Extracto del documento –
• • • •

LA PAJA EN EL OJO AJENO
Foto: Estefanía Baeza
Hoy es una tarde de cualquier día de mi vida. La humanidad libra una
batalla contra un enemigo invisible. Tan invisible que me sorprendo
a veces tonteando con la idea de la fábula inventada por unos para aterrorizar
a otros. El eterno juego del bueno y del malo. Pero es cierto. Estamos en medio
de una batalla. Me froto los ojos, estiro los dedos contra el teclado, me
levanto a por un vaso de agua, preparo algo de comer, pongo música, miro el
techo, me estiro y camino diez pasos hasta la habitación, vuelvo de nuevo al
salón, apoyo mi cara contra el cristal de la terraza.

• • • •

Registros del conjunto de datos
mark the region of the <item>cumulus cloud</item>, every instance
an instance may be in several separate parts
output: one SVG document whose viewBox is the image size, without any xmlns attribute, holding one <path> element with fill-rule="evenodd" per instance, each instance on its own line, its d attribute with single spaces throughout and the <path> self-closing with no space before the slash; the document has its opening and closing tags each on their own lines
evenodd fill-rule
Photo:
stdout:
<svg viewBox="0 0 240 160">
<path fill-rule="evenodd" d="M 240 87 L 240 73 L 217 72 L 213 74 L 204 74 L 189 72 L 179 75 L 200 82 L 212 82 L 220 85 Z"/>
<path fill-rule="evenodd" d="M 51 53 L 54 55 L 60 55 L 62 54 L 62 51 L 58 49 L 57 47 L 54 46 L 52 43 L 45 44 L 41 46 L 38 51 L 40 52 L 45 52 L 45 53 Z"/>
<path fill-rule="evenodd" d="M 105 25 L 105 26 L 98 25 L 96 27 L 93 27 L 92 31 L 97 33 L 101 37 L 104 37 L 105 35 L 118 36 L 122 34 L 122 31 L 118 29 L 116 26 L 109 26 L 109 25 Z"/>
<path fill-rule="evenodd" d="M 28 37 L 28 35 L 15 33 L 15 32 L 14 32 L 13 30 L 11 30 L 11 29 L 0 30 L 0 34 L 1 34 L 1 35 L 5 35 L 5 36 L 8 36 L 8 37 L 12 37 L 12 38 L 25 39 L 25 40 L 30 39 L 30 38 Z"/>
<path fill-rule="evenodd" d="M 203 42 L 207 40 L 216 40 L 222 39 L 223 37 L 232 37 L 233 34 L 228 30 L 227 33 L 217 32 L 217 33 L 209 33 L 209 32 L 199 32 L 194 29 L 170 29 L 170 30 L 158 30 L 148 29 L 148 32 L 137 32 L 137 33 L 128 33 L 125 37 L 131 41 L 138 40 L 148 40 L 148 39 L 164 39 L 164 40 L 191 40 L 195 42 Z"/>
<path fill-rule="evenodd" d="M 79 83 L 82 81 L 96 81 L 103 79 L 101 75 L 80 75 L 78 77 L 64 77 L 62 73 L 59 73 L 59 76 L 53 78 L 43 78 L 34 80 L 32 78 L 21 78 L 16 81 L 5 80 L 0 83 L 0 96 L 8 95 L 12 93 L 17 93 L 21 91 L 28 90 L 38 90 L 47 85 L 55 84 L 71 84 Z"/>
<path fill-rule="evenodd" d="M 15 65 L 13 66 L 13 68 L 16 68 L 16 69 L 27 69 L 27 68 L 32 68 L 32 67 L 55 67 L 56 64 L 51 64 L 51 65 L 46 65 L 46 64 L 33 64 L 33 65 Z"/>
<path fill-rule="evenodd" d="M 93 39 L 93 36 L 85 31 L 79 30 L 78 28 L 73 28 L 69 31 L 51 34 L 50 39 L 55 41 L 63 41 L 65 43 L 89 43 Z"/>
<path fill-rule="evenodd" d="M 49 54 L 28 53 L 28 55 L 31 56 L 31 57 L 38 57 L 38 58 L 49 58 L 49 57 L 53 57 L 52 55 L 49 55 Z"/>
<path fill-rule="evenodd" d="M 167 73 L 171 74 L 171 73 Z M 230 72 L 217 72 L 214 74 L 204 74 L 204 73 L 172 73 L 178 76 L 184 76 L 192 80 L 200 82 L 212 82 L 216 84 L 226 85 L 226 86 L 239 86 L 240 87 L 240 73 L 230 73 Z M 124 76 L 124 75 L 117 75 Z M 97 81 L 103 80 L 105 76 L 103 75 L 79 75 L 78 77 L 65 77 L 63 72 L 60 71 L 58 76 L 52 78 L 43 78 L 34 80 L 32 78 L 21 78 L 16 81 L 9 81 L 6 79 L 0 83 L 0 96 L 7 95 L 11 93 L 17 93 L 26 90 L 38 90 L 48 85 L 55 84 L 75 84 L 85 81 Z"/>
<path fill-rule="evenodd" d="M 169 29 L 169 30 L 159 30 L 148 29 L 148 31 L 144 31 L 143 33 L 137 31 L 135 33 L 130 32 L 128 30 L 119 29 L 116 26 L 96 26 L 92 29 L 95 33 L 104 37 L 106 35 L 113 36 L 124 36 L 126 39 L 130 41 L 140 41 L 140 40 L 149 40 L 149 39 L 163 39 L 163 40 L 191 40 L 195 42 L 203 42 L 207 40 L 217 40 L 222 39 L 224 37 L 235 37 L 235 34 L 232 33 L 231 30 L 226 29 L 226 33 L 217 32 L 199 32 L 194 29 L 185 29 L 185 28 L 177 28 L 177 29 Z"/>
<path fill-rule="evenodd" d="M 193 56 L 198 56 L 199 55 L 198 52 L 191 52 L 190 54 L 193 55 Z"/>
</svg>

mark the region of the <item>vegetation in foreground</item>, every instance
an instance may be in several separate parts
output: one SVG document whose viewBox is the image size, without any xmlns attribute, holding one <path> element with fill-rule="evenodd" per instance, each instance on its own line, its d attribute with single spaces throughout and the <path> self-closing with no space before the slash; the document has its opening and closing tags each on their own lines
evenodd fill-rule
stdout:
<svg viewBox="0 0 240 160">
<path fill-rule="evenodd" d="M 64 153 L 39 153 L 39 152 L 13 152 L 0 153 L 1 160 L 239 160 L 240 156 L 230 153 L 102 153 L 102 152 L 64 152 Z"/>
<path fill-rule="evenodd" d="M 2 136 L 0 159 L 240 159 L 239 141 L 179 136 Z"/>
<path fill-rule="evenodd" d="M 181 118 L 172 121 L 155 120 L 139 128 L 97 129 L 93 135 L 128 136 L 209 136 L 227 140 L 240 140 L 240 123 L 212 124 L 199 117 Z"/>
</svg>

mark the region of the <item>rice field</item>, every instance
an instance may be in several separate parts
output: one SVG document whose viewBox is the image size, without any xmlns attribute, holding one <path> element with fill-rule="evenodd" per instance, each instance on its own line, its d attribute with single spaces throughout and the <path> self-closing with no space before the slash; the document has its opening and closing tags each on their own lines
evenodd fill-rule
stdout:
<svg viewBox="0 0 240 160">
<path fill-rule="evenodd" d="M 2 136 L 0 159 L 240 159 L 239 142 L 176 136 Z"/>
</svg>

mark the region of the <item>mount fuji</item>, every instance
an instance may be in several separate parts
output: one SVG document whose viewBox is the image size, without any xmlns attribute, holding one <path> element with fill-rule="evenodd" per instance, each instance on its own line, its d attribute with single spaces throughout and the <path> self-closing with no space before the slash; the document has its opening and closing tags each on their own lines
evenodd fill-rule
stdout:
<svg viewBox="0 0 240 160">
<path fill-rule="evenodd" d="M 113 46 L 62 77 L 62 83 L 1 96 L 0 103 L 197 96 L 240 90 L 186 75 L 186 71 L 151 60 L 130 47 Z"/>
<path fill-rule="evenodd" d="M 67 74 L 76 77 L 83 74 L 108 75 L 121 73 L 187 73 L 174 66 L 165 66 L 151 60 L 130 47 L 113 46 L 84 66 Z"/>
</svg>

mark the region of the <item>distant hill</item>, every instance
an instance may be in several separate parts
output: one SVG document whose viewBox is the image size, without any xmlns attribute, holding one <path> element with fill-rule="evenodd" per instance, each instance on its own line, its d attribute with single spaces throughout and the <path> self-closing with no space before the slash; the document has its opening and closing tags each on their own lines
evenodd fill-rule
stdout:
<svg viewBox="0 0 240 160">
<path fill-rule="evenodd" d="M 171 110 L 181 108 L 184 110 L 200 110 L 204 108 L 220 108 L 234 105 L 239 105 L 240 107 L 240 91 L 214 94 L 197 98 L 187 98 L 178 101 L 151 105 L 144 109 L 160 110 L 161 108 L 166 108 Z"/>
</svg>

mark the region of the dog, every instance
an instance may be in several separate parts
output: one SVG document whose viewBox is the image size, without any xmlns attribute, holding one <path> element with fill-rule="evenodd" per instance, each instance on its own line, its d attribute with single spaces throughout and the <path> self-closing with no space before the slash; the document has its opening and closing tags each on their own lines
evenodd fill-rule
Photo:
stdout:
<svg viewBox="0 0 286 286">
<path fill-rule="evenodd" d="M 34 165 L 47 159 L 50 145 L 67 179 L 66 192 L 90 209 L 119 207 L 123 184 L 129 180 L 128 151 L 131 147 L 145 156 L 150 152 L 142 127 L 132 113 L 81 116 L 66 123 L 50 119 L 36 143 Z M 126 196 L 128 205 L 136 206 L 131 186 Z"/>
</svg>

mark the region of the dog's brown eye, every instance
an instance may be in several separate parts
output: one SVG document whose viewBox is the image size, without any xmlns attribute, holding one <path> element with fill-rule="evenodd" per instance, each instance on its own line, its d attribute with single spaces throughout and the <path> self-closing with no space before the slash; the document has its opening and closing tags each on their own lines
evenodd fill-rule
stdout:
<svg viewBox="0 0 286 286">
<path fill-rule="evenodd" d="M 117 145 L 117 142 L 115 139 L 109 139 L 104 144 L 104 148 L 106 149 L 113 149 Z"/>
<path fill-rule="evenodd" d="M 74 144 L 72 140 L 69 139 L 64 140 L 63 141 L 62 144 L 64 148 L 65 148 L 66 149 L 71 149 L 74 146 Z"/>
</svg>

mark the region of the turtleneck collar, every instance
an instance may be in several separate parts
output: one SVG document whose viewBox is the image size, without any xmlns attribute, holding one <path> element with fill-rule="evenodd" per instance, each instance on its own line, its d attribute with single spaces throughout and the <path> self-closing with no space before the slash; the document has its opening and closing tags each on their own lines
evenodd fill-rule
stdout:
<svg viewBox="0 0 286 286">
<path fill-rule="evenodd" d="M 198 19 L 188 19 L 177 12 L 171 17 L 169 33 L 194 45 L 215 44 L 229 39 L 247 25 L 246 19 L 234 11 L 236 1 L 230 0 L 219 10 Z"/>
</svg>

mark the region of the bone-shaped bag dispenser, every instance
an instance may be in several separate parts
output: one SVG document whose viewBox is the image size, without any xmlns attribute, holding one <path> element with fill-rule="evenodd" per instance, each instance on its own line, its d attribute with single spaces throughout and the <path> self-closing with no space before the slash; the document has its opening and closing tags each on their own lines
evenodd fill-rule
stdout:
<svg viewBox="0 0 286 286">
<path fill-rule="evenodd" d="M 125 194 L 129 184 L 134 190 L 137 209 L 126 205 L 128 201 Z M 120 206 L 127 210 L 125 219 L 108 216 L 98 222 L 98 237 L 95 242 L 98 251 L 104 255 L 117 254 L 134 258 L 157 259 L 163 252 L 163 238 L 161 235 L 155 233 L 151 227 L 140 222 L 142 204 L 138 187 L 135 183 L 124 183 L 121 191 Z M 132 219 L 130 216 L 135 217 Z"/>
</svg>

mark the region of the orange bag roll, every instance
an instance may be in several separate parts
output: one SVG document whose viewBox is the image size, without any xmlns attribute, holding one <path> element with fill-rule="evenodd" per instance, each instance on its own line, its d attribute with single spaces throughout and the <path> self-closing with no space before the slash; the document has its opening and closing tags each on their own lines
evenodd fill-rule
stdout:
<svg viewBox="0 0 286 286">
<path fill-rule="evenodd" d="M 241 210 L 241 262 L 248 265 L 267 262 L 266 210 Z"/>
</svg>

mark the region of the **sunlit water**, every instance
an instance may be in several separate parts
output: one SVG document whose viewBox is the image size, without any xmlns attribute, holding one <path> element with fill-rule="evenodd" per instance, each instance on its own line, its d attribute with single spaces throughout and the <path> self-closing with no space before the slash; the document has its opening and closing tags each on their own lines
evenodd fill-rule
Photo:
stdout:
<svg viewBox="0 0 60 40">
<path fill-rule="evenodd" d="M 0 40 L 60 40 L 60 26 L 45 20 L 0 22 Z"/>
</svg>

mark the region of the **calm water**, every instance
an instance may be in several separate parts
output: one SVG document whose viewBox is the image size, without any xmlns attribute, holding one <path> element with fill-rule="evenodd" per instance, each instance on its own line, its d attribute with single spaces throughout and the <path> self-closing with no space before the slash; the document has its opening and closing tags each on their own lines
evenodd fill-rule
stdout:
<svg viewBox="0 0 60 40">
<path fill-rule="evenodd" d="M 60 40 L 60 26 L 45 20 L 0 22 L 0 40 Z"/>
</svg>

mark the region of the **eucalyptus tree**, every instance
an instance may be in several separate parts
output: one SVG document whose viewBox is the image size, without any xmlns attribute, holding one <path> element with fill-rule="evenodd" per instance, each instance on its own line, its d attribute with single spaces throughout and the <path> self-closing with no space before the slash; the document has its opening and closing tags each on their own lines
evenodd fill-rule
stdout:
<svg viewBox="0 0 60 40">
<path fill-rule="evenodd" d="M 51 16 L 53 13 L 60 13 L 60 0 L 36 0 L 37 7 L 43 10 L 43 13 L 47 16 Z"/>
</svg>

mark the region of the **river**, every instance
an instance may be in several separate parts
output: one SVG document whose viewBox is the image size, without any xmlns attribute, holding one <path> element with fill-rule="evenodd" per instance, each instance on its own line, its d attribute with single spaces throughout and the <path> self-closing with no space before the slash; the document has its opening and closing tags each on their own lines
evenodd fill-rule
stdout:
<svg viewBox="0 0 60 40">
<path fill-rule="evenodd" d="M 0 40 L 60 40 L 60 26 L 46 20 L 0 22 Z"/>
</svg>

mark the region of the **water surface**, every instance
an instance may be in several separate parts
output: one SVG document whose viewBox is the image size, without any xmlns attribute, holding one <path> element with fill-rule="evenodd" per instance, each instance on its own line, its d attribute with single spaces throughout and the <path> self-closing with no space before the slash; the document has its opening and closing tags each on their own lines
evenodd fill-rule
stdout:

• • • •

Instrucción A –
Transcriba del texto el fragmento que comienza con las palabras "LA PAJA EN EL" y concluye con "de la terraza.".
Instrucción B –
Reescriba el tramo del listado que va desde su inicio hasta la línea que contiene "96 81 L 103", ambos extremos incluidos, cambiando "Photo" por "Image" sin alterar nada más. Entregue únicamente esas líneas.
El texto y el listado proceden de fuentes distintas.

Respuesta completa A –
LA PAJA EN EL OJO AJENO
Foto: Estefanía Baeza
Hoy es una tarde de cualquier día de mi vida. La humanidad libra una
batalla contra un enemigo invisible. Tan invisible que me sorprendo
a veces tonteando con la idea de la fábula inventada por unos para aterrorizar
a otros. El eterno juego del bueno y del malo. Pero es cierto. Estamos en medio
de una batalla. Me froto los ojos, estiro los dedos contra el teclado, me
levanto a por un vaso de agua, preparo algo de comer, pongo música, miro el
techo, me estiro y camino diez pasos hasta la habitación, vuelvo de nuevo al
salón, apoyo mi cara contra el cristal de la terraza.

Respuesta completa B –
mark the region of the <item>cumulus cloud</item>, every instance
an instance may be in several separate parts
output: one SVG document whose viewBox is the image size, without any xmlns attribute, holding one <path> element with fill-rule="evenodd" per instance, each instance on its own line, its d attribute with single spaces throughout and the <path> self-closing with no space before the slash; the document has its opening and closing tags each on their own lines
evenodd fill-rule
Image:
stdout:
<svg viewBox="0 0 240 160">
<path fill-rule="evenodd" d="M 240 87 L 240 73 L 217 72 L 213 74 L 204 74 L 189 72 L 179 75 L 200 82 L 212 82 L 220 85 Z"/>
<path fill-rule="evenodd" d="M 51 53 L 54 55 L 60 55 L 62 54 L 62 51 L 58 49 L 57 47 L 54 46 L 52 43 L 45 44 L 41 46 L 38 51 L 40 52 L 45 52 L 45 53 Z"/>
<path fill-rule="evenodd" d="M 105 25 L 105 26 L 98 25 L 96 27 L 93 27 L 92 31 L 97 33 L 101 37 L 104 37 L 105 35 L 118 36 L 122 34 L 122 31 L 118 29 L 116 26 L 109 26 L 109 25 Z"/>
<path fill-rule="evenodd" d="M 28 37 L 28 35 L 15 33 L 15 32 L 14 32 L 13 30 L 11 30 L 11 29 L 0 30 L 0 34 L 1 34 L 1 35 L 5 35 L 5 36 L 8 36 L 8 37 L 12 37 L 12 38 L 25 39 L 25 40 L 30 39 L 30 38 Z"/>
<path fill-rule="evenodd" d="M 203 42 L 207 40 L 216 40 L 222 39 L 223 37 L 232 37 L 233 34 L 228 30 L 227 33 L 217 32 L 217 33 L 209 33 L 209 32 L 199 32 L 194 29 L 170 29 L 170 30 L 158 30 L 148 29 L 148 32 L 137 32 L 137 33 L 128 33 L 125 37 L 131 41 L 138 40 L 148 40 L 148 39 L 164 39 L 164 40 L 191 40 L 195 42 Z"/>
<path fill-rule="evenodd" d="M 79 83 L 82 81 L 96 81 L 103 79 L 101 75 L 80 75 L 78 77 L 64 77 L 62 73 L 59 73 L 59 76 L 53 78 L 43 78 L 34 80 L 32 78 L 21 78 L 16 81 L 5 80 L 0 83 L 0 96 L 8 95 L 12 93 L 17 93 L 21 91 L 28 90 L 38 90 L 47 85 L 55 84 L 71 84 Z"/>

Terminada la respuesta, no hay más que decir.